**ЗАДАНИЕ 1**. Определите, соответствуют ли тексту о детстве Лессинга следующие утверждения: (a) Лессинга приняли в Афранеум в двенадцатилетнем возрасте; (b) отец Лессинга одобрял театральные представления в школе Гейница; (c) к приемному экзамену Лессинга готовил магистр Грабнер. Для каждого утверждения ответьте «да» или «нет» и приведите решающие слова текста в точной цитате.
**ЗАДАНИЕ 2**. Верните все строки записей, в которых встречается слово «lawn».

Родители Лессинга мечтали только о том, чтобы из него вышел хороший пастор, и с этою целью желали отдать его в гимназию и подготовить к университетскому курсу. Лессингу шел восьмой год, когда отец стал хлопотать, чтобы саксонский курфюрст позволил принять мальчика в Афранеум – известную в то время среднюю школу. Отец рассчитывал лишь на своекоштное место, но результаты испытания показали, что мальчик знал более, нежели его старшие конкуренты, вследствие чего было решено при первой вакансии зачислить Лессинга в стипендиаты.
С целью дать сыну более солидную подготовку перед поступлением в Афранеум отец отдал его в Каменце в латинскую школу, открытую молодым виттенбергским магистром Гейницем, человеком чуждым обычного в то время педантизма. Гейниц даже навлек на себя неудовольствие богословов своими резкими статьями «О педантизме», «О легковерии», «О влиянии родителей на судьбу детей» и другими. Более того, Гейниц завел у себя в школе театральные представления. Это показалось крайне неприличным даже сравнительно передовому богослову, каким был отец Лессинга, и между ним и магистром произошел открытый разрыв. Вскоре после этого Гейниц, вследствие направленных против него интриг, в которых участвовал и отец Лессинга, должен был оставить Каменец. Его провожали искренние сожаления учеников, в числе которых был Христлоб Милиус, в то время лейпцигский студент, а впоследствии близкий друг Лессинга. Милиус даже написал в честь учителя поэму александрийским стихом, в которой воспел «ученого, ненавидимого грубою толпою».
Только в июне 1740 года магистр Грабнер, ректор Афранеума, сообщил, наконец, отцу Лессинга, что для сына его открывается вакансия, на которую он был принят лишь в следующем году, в двенадцатилетнем возрасте. К приемному экзамену Лессинга готовил пастор Линднер, который, между прочим, ввел мальчика в дом суперинтенданта Клоца. Маленький сын этого Клоца был впоследствии профессором в Галле и в качестве отъявленного врага Лессинга играл немалую роль в его жизни.

[Записи с разметкой положения объектов]

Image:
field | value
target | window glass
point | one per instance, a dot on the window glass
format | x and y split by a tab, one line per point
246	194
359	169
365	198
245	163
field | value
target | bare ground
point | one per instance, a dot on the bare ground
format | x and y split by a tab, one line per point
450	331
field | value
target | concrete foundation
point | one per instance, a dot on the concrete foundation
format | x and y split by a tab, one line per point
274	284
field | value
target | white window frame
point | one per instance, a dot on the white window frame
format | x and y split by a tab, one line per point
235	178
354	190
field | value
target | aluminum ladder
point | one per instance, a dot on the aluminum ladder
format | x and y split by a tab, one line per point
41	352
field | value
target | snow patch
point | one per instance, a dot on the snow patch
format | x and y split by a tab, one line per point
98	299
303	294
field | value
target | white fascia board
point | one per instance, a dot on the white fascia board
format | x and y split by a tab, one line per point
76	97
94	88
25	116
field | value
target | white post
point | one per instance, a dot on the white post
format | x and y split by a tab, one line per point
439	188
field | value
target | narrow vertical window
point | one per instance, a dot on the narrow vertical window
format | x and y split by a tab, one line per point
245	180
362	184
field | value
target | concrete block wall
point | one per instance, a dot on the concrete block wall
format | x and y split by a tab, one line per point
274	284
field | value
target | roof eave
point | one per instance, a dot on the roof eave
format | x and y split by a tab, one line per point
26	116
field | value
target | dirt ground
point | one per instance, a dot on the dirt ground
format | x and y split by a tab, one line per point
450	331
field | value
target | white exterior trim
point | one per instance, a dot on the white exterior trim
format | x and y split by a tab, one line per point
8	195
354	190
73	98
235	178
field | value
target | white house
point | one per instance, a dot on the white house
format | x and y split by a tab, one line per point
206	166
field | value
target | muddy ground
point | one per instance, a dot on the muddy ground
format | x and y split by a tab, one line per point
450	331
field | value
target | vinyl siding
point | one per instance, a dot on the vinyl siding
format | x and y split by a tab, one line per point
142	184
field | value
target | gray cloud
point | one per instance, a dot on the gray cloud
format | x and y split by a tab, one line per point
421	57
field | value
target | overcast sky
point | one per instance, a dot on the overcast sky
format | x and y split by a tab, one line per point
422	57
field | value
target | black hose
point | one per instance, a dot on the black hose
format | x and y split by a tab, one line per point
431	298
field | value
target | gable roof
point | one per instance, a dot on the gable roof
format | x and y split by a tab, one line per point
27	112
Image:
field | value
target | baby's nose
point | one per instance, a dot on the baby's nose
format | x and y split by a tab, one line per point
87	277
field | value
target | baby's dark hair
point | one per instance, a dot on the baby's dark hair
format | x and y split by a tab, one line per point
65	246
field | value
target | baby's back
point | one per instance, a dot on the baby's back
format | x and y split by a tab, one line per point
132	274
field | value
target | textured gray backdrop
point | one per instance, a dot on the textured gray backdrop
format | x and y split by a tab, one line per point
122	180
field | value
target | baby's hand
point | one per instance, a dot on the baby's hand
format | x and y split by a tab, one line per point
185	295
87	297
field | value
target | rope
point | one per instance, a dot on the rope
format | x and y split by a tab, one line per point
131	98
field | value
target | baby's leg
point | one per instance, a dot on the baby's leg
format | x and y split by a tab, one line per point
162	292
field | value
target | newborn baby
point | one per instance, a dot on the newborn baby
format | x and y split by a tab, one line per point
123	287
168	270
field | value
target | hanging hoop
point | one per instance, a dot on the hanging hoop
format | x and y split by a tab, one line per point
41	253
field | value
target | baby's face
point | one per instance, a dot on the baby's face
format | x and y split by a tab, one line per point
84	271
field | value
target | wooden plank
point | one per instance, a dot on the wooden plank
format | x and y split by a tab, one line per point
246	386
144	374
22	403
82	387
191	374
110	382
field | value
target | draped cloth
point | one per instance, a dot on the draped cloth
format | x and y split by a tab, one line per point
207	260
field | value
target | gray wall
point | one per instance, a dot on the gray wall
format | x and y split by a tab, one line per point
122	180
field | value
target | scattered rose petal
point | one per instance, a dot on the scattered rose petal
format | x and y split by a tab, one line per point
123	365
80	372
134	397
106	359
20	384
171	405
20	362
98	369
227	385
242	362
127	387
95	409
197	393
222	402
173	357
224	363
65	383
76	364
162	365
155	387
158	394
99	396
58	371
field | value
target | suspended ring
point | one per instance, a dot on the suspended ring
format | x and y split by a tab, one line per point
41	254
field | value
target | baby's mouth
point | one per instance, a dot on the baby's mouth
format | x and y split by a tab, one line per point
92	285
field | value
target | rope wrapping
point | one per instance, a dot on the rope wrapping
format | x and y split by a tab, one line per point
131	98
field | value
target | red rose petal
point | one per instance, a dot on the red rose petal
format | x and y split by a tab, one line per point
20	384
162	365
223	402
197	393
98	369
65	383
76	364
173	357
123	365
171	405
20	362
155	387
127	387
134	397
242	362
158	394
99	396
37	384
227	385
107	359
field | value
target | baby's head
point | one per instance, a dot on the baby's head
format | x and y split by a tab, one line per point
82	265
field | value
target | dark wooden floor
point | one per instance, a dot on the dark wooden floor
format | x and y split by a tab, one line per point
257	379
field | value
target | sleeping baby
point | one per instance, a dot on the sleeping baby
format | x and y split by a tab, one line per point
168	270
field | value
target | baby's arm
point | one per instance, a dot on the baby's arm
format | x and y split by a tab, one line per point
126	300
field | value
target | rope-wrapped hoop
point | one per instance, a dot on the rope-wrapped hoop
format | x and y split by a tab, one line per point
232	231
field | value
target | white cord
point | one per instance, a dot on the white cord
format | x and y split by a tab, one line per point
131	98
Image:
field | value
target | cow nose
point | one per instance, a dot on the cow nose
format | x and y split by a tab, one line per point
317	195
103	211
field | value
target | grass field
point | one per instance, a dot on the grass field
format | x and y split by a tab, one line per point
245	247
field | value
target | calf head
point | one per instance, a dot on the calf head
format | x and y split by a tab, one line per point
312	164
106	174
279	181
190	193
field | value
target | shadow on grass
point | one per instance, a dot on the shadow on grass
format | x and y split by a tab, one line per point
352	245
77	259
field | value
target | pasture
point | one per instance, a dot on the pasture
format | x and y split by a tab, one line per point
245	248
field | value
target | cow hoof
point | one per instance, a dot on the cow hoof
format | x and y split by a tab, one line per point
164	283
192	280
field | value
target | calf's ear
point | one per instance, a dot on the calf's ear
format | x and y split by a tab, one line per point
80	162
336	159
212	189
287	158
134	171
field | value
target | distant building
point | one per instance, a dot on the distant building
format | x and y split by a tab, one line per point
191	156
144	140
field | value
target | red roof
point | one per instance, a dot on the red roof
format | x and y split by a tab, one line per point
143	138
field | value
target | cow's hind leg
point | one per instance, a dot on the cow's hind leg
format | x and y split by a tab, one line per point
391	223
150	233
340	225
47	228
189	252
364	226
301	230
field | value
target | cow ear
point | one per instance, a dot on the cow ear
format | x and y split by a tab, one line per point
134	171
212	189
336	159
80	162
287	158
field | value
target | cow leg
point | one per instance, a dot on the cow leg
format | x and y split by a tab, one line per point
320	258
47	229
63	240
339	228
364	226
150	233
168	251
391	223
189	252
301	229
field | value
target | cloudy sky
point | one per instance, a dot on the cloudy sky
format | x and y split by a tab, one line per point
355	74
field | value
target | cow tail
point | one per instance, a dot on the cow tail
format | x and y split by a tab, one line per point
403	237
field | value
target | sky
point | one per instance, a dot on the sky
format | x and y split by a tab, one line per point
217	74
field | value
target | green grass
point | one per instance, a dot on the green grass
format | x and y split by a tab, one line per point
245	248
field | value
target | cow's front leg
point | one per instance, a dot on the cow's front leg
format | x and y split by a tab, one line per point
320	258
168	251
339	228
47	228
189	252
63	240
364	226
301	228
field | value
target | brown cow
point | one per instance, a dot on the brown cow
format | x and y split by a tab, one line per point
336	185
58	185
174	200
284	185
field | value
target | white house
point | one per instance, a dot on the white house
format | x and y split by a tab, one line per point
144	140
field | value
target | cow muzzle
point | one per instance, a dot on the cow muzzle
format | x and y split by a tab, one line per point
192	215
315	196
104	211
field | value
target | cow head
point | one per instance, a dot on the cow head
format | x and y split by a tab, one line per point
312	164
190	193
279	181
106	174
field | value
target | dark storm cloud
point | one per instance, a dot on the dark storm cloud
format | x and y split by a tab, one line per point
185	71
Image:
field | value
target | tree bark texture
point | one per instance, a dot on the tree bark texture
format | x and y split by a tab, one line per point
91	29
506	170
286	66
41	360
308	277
--
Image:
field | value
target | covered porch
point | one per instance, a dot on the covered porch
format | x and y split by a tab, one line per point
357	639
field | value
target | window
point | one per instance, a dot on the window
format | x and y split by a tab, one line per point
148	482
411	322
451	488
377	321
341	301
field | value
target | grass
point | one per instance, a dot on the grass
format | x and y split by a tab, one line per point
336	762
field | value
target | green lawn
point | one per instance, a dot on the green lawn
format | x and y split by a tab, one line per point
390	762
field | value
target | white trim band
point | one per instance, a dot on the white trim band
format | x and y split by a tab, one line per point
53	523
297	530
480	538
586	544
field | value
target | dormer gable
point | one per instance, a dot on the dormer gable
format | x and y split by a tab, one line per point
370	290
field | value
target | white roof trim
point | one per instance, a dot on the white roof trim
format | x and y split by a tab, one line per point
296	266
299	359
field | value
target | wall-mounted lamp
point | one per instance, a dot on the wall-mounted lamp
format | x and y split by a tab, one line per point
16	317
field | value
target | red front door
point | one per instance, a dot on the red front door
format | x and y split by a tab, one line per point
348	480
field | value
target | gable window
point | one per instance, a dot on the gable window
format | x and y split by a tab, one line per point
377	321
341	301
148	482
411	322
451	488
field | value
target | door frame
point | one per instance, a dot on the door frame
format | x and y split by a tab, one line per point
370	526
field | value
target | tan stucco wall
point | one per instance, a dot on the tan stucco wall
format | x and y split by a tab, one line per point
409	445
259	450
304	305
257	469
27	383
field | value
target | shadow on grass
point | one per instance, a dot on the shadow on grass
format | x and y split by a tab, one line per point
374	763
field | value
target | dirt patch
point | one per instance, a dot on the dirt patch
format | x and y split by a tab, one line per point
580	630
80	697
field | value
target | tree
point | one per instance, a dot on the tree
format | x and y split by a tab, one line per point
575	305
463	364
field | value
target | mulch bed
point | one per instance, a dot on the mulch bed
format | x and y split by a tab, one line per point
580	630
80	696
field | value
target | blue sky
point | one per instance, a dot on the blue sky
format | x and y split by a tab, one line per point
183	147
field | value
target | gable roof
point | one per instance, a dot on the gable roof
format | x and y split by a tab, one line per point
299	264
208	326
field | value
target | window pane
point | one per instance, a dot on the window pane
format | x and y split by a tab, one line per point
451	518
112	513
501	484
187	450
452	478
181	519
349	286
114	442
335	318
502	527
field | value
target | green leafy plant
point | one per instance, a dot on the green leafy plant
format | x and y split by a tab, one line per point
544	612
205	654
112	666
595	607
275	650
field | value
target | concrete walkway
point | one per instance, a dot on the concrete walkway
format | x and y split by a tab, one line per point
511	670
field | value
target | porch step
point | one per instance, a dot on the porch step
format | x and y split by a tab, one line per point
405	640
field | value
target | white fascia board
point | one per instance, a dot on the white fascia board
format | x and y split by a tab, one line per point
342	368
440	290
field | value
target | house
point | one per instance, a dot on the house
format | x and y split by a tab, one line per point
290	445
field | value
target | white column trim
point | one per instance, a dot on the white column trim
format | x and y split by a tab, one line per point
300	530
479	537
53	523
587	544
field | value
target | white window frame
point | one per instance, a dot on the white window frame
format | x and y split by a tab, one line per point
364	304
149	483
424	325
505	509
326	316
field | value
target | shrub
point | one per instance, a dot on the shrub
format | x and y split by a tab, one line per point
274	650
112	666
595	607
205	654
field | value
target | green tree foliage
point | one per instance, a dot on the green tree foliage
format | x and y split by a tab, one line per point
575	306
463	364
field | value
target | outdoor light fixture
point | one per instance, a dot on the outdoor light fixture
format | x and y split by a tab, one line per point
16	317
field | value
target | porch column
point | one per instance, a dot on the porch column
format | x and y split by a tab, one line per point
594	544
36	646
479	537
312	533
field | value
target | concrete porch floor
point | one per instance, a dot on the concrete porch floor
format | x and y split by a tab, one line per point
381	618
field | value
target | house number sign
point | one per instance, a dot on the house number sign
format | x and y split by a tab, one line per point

**РЕШЕНИЕ 1**.
(a) Да: «на которую он был принят лишь в следующем году, в двенадцатилетнем возрасте».
(b) Нет: «Это показалось крайне неприличным даже сравнительно передовому богослову, каким был отец Лессинга».
(c) Нет: «К приемному экзамену Лессинга готовил пастор Линднер».

**РЕШЕНИЕ 2**.
target | green lawn
point | one per instance, a dot on the green lawn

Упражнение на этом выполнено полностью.